[Trecho selecionado]:

Procurar ver também os sinais
de saída para o “novo”, o não-acontecido, o inédito. Tão importante quanto
entender aos assinais dos fenômenos novos que começam a se manifestar.
Buscar ver o fio condutor dos
acontecimentos. Não se pode afirmar a priori que todos os acontecimentos
“acontecem” dentro de uma lógica determinada, segundo um enredo predeterminado.
Na realidade, os processos são cheios de sentidos e dinâmicas que escapam ou
não estão subordinados a determinações lógicas. Isto, no entanto, não nos
impede de procurar, de pesquisar o encadeamento, a lógica, as articulações, os
sentidos comuns dos acontecimentos, quando somos capazes de perceber a lógica
interna de uma determinada política econômica ficará mais fácil entender o
sentido dos decretos, das ações e até mesmo das visitas dos ministros do
Planejamento…
Existem duas leituras
possíveis dos acontecimentos ou dos modos de ler a conjuntura:
– A partir da situação ou do
ponto de vista do poder dominante (a lógica do poder);
– A partir da situação ou do
ponto de vista dos movimentos populares, das classes subordinadas, da oposição
ao poder dominante.

[Enunciado a]: Nos registros, troque "green trim" por "white trim" da linha com "FLASHCARD — Front: Point out the green" até a linha com "[487, 496, 662, 553]". Reproduza essas linhas sem outras alterações.

[Registros]

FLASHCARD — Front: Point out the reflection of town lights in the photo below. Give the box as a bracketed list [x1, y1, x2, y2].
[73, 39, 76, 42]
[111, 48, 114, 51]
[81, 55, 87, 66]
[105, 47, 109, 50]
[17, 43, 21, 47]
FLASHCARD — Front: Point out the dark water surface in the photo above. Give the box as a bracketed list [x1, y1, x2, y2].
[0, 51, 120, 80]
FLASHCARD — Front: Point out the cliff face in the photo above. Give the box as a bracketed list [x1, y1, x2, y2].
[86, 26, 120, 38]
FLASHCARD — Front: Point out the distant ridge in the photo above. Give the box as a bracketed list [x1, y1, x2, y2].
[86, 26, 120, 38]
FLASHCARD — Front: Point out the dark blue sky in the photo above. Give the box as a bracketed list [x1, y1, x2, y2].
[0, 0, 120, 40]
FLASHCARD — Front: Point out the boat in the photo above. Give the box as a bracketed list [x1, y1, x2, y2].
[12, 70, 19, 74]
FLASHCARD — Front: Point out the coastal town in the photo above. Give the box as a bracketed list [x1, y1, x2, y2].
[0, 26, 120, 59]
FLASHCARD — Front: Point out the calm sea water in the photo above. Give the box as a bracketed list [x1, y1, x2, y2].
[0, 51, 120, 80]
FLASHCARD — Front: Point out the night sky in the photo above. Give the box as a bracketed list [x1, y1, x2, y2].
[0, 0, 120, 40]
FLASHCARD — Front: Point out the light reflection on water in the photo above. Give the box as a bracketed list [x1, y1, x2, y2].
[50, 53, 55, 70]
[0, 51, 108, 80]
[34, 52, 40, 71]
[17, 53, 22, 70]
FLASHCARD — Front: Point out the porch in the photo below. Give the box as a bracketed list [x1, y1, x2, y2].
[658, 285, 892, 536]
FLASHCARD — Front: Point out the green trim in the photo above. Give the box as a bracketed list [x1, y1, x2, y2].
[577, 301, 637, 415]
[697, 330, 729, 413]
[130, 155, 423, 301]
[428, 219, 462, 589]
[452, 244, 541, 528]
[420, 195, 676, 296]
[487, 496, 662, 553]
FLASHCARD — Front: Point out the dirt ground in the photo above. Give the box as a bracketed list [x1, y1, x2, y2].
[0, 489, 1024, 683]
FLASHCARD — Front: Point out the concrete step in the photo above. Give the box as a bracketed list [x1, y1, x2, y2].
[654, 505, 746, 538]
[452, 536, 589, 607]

[Enunciado b]: Segundo o trecho selecionado, quais são as duas leituras possíveis dos acontecimentos?

[Resposta completa a]:
FLASHCARD — Front: Point out the white trim in the photo above. Give the box as a bracketed list [x1, y1, x2, y2].
[577, 301, 637, 415]
[697, 330, 729, 413]
[130, 155, 423, 301]
[428, 219, 462, 589]
[452, 244, 541, 528]
[420, 195, 676, 296]
[487, 496, 662, 553]

[Resposta completa b]: Uma parte da situação ou do ponto de vista do poder dominante. A outra parte do ponto de vista dos movimentos populares, das classes subordinadas e da oposição ao poder dominante.